- _Problem to work on_: In the listing, from its start through the line containing "left=762, top=470, right=1101, bottom=896", put "enclosing rectangle" wherever "bounding box" appears and reproduce those lines with nothing else changed.
*-*-*
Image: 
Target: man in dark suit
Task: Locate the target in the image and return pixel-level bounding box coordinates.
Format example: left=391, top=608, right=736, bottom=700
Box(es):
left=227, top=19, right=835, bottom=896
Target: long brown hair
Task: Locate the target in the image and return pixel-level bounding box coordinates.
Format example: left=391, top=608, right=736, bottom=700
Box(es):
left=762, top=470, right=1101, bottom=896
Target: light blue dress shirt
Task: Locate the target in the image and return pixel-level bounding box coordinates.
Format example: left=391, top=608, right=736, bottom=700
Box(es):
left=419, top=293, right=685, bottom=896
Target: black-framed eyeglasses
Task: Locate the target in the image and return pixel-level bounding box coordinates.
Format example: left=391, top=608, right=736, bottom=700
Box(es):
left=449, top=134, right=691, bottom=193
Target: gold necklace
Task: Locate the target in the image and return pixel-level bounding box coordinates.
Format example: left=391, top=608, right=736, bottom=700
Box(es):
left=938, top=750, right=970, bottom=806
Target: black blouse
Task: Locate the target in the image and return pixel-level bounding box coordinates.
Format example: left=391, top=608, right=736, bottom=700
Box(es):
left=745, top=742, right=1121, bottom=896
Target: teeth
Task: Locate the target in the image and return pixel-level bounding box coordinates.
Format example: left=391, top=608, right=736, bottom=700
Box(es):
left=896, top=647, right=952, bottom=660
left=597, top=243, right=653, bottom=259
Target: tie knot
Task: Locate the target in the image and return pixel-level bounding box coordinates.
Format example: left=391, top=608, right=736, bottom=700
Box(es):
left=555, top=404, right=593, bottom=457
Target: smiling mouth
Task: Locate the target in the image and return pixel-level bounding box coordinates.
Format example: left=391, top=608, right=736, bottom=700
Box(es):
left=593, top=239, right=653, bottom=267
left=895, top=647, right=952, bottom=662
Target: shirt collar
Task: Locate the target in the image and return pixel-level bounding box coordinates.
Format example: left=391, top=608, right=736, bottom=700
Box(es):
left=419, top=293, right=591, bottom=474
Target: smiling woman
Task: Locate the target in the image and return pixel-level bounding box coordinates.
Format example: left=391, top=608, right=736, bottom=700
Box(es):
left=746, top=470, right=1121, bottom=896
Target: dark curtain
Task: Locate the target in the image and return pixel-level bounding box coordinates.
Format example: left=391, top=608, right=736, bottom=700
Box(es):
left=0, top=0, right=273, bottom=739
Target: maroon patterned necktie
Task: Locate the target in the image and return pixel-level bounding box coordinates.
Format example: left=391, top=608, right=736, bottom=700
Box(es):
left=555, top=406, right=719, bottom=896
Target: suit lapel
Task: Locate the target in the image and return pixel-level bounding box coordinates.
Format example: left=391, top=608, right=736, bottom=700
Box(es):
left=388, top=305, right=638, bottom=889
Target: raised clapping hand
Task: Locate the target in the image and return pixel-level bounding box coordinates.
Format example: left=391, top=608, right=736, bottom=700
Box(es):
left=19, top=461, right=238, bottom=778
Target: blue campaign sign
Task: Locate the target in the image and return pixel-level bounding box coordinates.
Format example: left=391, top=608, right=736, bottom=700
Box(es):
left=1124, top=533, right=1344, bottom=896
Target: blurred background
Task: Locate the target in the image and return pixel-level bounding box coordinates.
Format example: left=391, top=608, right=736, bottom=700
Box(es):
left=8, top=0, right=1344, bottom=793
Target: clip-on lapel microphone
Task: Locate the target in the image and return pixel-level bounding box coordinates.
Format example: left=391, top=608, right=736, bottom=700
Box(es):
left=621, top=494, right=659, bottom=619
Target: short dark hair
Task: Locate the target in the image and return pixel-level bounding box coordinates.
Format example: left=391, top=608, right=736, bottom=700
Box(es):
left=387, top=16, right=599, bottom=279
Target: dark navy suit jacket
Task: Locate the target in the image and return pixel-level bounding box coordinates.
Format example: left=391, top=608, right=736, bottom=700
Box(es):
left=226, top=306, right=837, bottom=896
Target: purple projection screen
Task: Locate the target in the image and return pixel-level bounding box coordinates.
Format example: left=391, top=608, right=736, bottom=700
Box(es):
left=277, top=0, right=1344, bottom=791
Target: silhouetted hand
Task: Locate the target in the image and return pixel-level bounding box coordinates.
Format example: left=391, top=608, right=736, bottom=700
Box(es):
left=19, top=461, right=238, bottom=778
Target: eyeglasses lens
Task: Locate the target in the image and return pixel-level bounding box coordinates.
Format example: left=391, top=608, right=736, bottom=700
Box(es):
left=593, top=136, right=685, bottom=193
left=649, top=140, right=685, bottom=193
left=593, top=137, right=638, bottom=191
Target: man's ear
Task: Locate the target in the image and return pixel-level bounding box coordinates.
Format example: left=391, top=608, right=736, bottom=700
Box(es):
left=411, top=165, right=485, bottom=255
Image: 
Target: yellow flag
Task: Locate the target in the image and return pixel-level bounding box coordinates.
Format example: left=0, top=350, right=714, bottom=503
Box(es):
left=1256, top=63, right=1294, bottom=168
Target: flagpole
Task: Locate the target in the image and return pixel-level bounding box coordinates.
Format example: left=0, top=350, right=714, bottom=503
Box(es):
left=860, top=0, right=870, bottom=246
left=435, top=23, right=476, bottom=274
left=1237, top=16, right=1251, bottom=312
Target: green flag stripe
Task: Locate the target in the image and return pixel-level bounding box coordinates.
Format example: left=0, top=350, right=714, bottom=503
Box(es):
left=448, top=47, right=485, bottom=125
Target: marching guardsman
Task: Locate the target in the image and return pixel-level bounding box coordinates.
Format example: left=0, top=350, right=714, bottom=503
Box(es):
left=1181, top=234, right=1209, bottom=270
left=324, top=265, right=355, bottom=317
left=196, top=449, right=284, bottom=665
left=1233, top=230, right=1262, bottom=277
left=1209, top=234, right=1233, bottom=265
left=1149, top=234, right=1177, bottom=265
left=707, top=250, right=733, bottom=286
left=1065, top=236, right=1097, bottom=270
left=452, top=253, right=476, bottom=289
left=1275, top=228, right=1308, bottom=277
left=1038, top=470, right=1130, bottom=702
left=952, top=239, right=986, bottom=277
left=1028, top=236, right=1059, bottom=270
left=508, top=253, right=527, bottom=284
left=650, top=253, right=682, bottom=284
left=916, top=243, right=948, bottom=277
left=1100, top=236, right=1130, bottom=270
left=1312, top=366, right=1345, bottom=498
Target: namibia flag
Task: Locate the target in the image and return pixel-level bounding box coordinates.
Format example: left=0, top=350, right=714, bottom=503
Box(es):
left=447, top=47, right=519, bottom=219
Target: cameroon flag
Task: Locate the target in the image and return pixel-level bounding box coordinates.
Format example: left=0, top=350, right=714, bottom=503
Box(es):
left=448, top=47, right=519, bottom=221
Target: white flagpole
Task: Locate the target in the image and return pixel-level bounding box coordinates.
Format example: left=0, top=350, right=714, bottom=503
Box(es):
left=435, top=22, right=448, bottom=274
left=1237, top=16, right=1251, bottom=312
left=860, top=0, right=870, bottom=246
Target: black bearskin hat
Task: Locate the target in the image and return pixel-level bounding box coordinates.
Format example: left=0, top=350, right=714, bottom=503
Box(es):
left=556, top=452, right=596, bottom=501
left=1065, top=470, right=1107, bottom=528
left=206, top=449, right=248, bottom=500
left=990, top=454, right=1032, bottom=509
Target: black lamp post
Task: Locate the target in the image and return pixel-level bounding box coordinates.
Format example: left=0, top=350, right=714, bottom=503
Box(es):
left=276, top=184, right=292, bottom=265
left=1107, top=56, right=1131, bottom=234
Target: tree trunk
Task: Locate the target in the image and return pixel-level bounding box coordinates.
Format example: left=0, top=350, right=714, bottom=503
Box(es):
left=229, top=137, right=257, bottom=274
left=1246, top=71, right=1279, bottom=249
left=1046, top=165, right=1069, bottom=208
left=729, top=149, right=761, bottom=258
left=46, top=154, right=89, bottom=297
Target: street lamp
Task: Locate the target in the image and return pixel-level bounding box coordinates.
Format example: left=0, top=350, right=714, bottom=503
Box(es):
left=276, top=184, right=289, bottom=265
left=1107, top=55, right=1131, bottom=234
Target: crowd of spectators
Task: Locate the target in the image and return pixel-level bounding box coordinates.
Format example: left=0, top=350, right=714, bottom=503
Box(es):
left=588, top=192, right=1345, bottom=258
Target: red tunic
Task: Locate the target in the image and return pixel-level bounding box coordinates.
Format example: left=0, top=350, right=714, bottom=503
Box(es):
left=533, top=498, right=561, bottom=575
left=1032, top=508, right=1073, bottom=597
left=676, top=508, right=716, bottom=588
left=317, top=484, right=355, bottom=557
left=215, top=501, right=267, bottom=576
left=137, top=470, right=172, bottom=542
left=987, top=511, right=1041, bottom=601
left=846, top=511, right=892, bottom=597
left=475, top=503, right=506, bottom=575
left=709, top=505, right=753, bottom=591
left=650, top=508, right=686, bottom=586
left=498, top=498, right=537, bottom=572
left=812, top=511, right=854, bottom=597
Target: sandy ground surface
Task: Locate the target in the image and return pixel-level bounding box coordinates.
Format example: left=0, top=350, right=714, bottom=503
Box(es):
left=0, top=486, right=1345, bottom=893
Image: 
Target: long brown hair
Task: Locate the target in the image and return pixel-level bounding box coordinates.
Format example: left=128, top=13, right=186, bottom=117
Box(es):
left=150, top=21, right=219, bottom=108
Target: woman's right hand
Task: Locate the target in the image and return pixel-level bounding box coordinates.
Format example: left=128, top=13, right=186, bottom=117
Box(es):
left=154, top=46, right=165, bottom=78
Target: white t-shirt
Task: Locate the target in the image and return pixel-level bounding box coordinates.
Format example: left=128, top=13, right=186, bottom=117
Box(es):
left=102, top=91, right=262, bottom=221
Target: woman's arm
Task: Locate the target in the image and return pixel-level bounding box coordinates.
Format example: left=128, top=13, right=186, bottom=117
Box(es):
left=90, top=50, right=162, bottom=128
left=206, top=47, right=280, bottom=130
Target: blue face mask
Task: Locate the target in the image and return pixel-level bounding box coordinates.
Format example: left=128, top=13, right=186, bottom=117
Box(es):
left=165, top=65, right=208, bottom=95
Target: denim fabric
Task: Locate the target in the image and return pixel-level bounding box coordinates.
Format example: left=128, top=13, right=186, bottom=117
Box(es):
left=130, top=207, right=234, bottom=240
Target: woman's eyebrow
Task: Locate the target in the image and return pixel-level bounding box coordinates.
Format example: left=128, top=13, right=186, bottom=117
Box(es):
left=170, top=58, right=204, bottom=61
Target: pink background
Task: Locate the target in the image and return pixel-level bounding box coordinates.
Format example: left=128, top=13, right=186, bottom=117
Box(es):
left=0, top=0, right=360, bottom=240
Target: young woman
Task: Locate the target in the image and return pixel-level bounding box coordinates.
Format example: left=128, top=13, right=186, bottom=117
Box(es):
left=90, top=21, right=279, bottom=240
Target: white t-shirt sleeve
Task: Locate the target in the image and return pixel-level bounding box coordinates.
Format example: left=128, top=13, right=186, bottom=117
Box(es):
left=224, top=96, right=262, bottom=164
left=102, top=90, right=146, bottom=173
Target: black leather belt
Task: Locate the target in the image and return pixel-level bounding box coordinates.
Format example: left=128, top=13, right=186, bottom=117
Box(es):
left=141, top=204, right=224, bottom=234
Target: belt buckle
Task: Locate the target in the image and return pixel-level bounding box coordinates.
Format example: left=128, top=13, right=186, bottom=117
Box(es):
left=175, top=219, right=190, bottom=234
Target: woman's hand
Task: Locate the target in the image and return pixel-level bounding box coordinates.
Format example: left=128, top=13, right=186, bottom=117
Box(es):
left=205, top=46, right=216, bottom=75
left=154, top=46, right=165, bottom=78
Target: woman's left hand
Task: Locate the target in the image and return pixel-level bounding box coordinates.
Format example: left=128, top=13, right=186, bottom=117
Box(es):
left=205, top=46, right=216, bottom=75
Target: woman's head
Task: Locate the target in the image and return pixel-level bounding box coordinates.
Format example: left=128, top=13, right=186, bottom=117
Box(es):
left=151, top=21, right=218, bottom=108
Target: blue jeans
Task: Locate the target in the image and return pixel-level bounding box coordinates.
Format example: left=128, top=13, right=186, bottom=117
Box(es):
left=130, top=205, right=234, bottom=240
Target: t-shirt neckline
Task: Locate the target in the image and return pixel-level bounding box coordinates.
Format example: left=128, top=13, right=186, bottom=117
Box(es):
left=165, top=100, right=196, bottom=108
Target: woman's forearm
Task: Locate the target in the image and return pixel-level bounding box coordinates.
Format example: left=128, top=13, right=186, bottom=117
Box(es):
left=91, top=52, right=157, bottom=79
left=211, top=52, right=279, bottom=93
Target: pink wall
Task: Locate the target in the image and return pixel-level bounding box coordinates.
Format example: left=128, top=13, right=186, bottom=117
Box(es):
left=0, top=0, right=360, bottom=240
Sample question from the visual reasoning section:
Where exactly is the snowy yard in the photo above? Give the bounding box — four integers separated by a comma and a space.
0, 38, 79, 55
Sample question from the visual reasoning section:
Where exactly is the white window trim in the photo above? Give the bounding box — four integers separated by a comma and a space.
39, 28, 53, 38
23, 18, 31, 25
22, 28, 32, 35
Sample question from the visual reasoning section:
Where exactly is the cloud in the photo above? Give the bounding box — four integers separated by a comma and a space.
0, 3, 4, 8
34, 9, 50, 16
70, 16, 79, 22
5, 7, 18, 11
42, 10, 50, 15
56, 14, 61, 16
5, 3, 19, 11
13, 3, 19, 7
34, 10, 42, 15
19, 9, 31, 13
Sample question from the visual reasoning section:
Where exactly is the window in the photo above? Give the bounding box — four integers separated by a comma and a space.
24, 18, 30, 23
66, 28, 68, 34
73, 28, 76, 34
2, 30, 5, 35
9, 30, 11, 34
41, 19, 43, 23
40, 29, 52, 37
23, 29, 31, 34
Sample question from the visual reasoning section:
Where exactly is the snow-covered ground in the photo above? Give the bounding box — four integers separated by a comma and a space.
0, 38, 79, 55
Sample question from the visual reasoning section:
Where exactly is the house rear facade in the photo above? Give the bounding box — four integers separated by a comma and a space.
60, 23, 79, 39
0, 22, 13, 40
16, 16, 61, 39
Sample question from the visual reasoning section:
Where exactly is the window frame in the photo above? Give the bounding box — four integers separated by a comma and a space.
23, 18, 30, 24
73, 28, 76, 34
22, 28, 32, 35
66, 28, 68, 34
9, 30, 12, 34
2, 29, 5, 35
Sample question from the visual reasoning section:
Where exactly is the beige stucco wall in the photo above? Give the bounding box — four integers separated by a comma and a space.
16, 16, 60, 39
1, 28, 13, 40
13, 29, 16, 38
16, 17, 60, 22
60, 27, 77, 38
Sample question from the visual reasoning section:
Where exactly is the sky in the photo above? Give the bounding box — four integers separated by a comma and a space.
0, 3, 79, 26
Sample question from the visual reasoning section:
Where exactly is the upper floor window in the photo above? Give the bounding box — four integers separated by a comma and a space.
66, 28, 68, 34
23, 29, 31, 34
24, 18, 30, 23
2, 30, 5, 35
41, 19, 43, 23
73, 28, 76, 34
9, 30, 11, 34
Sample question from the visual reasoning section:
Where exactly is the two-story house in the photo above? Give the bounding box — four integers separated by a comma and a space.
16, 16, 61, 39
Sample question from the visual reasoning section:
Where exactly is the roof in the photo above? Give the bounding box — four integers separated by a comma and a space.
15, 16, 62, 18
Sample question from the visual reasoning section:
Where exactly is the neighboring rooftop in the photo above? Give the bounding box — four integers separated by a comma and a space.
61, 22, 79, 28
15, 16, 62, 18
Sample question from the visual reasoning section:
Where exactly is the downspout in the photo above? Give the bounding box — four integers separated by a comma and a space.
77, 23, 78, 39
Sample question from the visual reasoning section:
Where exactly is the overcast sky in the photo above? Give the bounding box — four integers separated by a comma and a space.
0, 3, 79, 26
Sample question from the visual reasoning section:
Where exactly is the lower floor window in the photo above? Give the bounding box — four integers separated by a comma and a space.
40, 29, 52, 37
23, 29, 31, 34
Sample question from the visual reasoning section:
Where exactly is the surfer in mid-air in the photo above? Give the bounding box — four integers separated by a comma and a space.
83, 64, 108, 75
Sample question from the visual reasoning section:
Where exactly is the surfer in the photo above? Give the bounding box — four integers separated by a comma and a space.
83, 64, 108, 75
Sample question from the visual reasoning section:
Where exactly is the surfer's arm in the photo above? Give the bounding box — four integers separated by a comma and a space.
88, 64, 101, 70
*-*-*
- _Solution to this task_:
Image: 
Target: man in dark suit
Task: Locate the target in the image and return pixel-level enclosing rectangle coordinates.
Format example: left=391, top=608, right=736, bottom=700
Box(es):
left=227, top=19, right=835, bottom=896
Target: long brown hair
Task: Locate the target in the image and return pixel-level enclosing rectangle coordinates.
Format example: left=391, top=608, right=736, bottom=700
Box(es):
left=762, top=470, right=1101, bottom=896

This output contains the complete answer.